[Article start]
Distributed representations and the bilingual lexicon: One store or two?

Michael S. C. Thomas,

Department of Psychology, King Alfred’s College,

Winchester, UK

Abstract

Several researchers have put forward models of bilingual lexical representation based on extensions to traditional monolingual models, such as those using serial search and interactive activation paradigms. In this paper we examine the implications of employing a distributed notion of lexical representation in a model of the bilingual lexicon. A model is presented that stores knowledge about the words in two languages in a single connectionist network. The model simulates both empirical evidence taken to indicate independent lexical representations, as well as evidence of between-language similarity effects. The latter type of evidence is problematic for models which employ strictly independent lexical representations for each language. The implications of evidence from bilingual language development and from second language acquisition are discussed.

1 Introduction

There has been a good deal of interest in how the bilingual’s language system relates to that of the monolingual. At one extreme is the view that we must postulate a separate language system for the bilingual’s second language [1]. At the other extreme is the view that the two languages may merely serve as subdivisions within a single system, perhaps only differentiated on the basis that words of different languages often sound or look different [2]. In this paper, we will focus on the bilingual lexicon. Here the question becomes, ‘does the bilingual have two mental dictionaries to recognise the words in each language, or a single combined dictionary?’.

One of the principal tools that researchers have used to investigate this question is the lexical decision task, usually for visually presented words. Two types of evidence are often used. The first is priming, whereby researchers examine whether word recognition in one language affects later recognition in the other language. Priming paradigms show that short term semantic priming occurs between as well as within languages (e.g. [3]). However long term lexical priming between the first and second presentations of a word is only found for repetitions within a language, not between translation equivalents in different languages [4].

The second sort of evidence relies on the fact that for many pairs of languages, there are word forms that exist in both languages. Here researchers examine whether such words (referred to as homographs) behave differently from matched words existing in only one of the languages (henceforth referred to as Singles). Non-cognate homographs are words that have the same form but a different meaning in each language (e.g. MAIN and FIN in English mean ‘hand’ and ‘end’ in French). Since they have a different meaning, these words often have a different frequency of occurrence in each language. Results have shown that the same word form is recognised quickly in the language context where it is high frequency, and slowly in the language context where it is low frequency [5]. The fact that these words show the same frequency response as Singles suggests that their behaviour is unaffected by the presence of the same word form in the other language, and in turn, that the lexical representations are therefore independent. In support of this view, presentation of a non-cognate homograph in one language context does not facilitate later recognition of the word form in the other language context [6].
[Article end]
[Records shown start]
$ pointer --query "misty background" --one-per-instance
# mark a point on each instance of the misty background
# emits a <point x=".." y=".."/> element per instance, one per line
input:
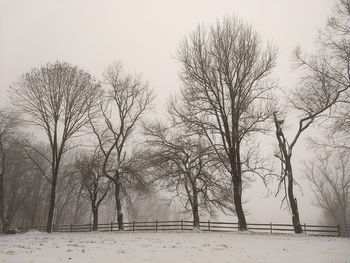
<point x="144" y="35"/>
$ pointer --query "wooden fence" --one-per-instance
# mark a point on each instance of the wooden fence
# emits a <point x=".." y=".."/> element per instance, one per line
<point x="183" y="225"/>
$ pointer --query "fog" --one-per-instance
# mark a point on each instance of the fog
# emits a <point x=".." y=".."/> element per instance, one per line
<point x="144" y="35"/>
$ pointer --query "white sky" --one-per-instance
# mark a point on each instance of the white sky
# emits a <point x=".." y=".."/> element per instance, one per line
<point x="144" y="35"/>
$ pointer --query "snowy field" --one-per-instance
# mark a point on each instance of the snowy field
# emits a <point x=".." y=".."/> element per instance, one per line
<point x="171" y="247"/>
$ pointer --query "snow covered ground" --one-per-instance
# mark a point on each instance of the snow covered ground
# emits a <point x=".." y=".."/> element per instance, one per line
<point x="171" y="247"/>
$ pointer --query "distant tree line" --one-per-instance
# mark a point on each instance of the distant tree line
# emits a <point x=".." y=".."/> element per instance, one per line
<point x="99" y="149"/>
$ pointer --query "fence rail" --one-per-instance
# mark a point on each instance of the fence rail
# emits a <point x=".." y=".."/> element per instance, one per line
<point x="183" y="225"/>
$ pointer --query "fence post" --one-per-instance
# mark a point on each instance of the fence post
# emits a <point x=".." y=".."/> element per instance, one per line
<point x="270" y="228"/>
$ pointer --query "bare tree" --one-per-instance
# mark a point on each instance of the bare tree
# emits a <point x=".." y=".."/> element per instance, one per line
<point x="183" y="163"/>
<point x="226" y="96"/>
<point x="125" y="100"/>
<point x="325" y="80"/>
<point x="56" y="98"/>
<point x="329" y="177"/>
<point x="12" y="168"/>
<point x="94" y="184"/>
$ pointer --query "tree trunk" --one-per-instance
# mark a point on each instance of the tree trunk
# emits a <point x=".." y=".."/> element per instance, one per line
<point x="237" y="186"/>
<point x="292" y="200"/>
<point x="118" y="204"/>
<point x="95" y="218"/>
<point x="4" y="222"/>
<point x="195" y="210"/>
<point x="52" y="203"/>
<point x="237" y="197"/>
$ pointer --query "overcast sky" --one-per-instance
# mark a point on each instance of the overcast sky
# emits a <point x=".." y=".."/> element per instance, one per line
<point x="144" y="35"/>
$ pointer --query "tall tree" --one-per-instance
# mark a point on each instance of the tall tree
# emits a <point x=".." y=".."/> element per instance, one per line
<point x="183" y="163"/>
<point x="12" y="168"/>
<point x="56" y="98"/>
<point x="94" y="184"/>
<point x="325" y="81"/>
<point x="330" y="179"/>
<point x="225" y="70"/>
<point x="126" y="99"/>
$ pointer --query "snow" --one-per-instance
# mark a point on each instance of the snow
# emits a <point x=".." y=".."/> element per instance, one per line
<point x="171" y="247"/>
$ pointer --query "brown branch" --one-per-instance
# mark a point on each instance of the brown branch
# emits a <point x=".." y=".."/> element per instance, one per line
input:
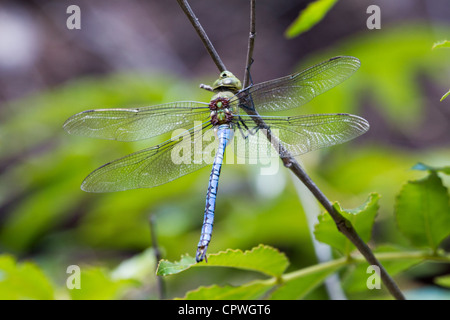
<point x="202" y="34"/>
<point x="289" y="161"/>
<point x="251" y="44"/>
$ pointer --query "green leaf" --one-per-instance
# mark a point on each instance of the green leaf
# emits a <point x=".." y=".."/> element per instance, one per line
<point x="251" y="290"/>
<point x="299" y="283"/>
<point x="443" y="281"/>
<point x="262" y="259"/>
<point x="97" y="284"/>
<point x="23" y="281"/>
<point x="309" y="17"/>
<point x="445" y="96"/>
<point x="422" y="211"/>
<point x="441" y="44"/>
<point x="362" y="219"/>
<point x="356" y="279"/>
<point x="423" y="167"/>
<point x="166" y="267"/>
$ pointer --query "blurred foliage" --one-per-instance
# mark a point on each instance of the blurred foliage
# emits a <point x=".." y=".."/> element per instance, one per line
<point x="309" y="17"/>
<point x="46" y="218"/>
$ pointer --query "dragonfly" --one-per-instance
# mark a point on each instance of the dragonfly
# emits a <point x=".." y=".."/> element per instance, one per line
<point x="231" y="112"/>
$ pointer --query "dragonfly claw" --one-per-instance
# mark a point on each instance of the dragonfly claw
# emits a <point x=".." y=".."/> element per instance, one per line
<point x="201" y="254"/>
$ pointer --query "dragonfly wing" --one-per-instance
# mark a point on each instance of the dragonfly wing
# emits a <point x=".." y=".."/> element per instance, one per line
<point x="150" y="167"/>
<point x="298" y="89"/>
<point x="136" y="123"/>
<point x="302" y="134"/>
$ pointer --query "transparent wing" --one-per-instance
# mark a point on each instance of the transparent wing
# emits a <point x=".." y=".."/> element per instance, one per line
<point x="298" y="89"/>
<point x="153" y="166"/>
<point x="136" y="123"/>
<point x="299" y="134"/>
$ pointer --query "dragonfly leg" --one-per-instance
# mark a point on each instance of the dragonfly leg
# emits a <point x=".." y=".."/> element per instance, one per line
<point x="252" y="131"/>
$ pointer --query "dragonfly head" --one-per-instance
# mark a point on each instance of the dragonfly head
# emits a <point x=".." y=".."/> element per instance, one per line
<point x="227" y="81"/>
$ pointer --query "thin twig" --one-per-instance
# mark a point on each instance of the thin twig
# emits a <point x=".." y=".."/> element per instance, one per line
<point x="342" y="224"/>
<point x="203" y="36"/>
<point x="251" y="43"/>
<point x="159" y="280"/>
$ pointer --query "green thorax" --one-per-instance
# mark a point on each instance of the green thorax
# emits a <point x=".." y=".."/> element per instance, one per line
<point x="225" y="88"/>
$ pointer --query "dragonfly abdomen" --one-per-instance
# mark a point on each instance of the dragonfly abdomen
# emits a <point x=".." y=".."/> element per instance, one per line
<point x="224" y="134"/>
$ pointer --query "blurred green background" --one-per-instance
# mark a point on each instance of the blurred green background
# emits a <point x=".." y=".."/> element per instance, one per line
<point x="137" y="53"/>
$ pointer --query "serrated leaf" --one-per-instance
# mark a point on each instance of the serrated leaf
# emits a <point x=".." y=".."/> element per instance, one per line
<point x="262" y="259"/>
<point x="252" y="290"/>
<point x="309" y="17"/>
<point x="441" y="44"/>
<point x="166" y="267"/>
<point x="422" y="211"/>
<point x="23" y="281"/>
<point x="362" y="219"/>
[Records shown end]
[Records shown start]
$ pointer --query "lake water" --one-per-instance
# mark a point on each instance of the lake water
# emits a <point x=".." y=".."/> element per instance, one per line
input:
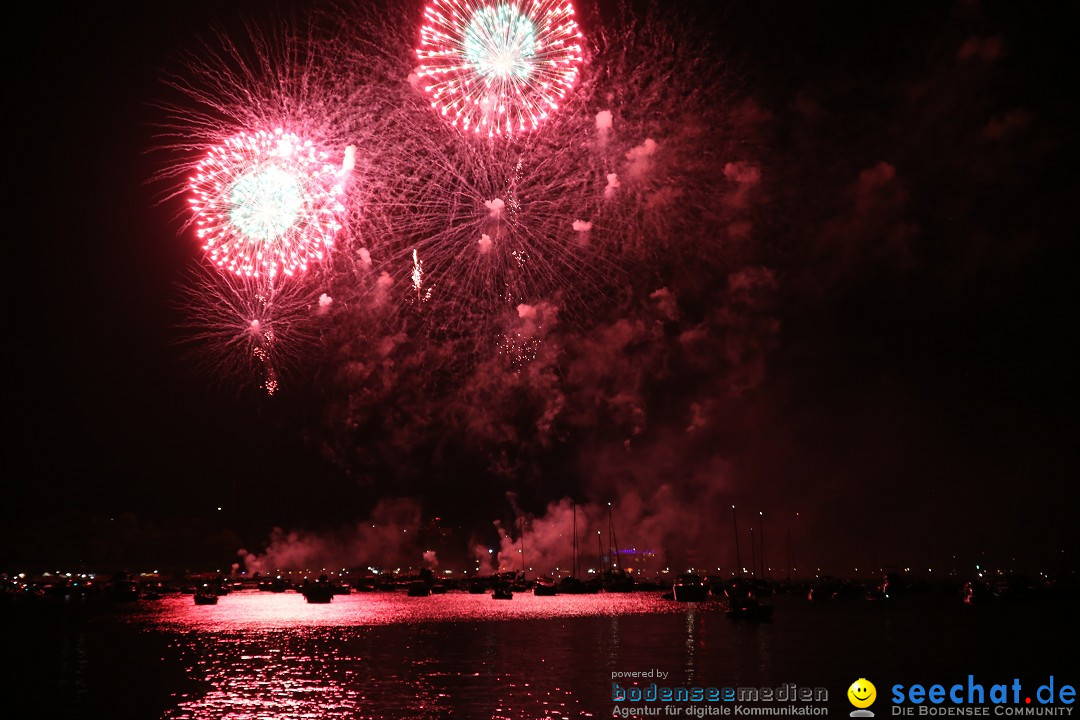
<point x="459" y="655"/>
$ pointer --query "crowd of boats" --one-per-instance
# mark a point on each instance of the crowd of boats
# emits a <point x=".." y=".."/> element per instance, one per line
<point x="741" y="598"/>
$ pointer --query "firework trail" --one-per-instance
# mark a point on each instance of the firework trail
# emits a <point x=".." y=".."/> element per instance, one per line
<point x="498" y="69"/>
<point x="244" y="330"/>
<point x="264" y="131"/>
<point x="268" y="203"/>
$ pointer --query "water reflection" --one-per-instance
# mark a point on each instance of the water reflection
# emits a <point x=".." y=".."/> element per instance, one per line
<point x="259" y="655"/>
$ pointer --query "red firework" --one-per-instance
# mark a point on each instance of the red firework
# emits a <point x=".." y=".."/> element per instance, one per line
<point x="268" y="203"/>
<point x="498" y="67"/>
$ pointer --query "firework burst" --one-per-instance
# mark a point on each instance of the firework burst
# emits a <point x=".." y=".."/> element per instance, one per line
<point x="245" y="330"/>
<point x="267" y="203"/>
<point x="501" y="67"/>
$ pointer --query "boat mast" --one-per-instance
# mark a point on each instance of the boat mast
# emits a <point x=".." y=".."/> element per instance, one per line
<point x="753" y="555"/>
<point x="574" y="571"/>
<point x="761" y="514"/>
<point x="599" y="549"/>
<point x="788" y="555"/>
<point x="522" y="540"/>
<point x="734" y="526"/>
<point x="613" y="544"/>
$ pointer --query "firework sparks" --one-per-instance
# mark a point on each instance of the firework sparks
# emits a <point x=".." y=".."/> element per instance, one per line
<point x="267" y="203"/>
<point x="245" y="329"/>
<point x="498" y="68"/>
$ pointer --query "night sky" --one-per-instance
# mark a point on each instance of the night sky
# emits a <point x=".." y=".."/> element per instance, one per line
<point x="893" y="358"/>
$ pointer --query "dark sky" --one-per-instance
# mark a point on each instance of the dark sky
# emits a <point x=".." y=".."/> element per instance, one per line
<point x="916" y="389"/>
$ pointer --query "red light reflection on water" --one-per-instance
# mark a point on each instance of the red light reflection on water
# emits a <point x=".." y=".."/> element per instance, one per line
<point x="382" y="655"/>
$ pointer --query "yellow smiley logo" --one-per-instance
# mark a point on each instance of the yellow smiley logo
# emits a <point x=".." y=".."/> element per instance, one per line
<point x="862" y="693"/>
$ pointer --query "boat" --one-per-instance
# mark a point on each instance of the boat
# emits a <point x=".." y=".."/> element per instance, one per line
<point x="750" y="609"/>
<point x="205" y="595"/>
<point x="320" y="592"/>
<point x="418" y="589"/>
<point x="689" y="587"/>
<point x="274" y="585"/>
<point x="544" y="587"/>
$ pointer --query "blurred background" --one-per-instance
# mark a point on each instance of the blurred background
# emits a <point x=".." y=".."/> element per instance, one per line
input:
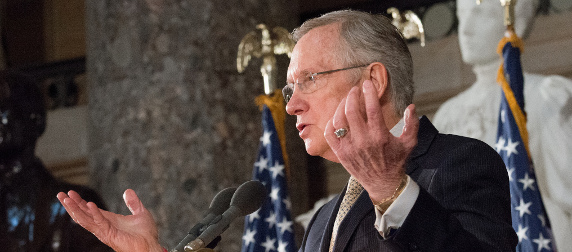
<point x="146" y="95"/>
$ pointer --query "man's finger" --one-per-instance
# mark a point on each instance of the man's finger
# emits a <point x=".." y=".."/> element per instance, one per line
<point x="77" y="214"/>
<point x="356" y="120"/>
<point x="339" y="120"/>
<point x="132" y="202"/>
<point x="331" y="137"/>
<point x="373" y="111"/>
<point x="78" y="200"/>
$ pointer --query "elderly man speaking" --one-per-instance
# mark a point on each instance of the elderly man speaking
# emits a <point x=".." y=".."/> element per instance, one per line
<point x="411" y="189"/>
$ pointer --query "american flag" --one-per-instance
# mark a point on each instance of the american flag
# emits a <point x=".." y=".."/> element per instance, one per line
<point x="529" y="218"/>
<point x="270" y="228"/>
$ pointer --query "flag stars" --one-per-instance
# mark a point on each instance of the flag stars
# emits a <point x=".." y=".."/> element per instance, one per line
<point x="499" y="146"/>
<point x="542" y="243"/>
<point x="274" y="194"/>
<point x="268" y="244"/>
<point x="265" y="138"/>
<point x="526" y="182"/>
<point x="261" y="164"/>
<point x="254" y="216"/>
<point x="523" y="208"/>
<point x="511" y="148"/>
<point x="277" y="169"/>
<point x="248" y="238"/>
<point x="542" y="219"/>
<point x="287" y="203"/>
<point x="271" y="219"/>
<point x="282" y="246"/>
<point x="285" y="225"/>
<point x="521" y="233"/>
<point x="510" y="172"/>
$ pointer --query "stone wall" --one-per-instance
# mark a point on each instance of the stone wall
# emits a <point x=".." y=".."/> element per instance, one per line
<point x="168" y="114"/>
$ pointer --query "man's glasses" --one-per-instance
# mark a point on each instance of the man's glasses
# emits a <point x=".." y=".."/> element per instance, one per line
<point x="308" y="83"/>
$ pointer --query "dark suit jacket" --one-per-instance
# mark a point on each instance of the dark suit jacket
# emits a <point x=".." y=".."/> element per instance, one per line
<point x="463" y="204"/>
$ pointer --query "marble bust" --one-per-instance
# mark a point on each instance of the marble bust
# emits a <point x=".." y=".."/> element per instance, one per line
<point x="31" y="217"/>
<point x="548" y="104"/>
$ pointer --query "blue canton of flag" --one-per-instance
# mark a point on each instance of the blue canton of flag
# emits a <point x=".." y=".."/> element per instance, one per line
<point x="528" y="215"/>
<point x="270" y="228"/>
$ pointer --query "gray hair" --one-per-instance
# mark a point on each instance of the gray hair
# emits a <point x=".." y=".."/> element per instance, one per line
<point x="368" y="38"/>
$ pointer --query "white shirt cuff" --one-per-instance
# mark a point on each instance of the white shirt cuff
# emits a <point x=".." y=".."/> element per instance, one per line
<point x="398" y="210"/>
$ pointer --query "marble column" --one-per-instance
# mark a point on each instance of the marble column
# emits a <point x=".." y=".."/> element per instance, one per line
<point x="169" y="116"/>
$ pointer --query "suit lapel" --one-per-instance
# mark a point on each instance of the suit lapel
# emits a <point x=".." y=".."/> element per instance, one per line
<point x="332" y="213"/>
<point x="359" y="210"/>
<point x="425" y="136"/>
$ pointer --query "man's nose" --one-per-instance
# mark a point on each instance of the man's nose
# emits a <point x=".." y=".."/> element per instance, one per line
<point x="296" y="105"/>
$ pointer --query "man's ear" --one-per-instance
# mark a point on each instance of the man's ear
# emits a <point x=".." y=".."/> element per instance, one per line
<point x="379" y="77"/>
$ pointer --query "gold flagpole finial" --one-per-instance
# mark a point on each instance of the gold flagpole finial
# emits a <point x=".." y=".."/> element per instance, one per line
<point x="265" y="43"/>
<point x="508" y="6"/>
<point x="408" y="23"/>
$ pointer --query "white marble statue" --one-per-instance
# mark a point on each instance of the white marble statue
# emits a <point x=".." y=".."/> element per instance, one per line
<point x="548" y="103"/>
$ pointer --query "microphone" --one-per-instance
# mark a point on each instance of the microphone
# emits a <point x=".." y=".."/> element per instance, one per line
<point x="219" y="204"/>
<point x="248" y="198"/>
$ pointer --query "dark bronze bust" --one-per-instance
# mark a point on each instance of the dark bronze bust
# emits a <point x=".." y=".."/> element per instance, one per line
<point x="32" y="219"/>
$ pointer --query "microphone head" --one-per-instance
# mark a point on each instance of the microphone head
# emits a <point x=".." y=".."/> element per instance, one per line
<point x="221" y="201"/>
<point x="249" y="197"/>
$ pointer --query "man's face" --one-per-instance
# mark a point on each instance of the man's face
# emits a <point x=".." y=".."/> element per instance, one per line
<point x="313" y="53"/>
[Records shown end]
List of tasks:
• a. Answer these questions about the paper:
(i) In what kind of network does the presented model store knowledge about the words in two languages?
(ii) Which task is identified as one of the principal tools for investigating the bilingual lexicon?
(iii) What name is given to matched words existing in only one of the languages?
• b. Revise the paper's passage starting at "One of the principal" and ending at "different languages [4].", replacing every occurrence of "recognition" with "identification".

Worked solutions:
• a.
(i) A single connectionist network.
(ii) The lexical decision task.
(iii) Singles.

• b.
One of the principal tools that researchers have used to investigate this question is the lexical decision task, usually for visually presented words. Two types of evidence are often used. The first is priming, whereby researchers examine whether word identification in one language affects later identification in the other language. Priming paradigms show that short term semantic priming occurs between as well as within languages (e.g. [3]). However long term lexical priming between the first and second presentations of a word is only found for repetitions within a language, not between translation equivalents in different languages [4].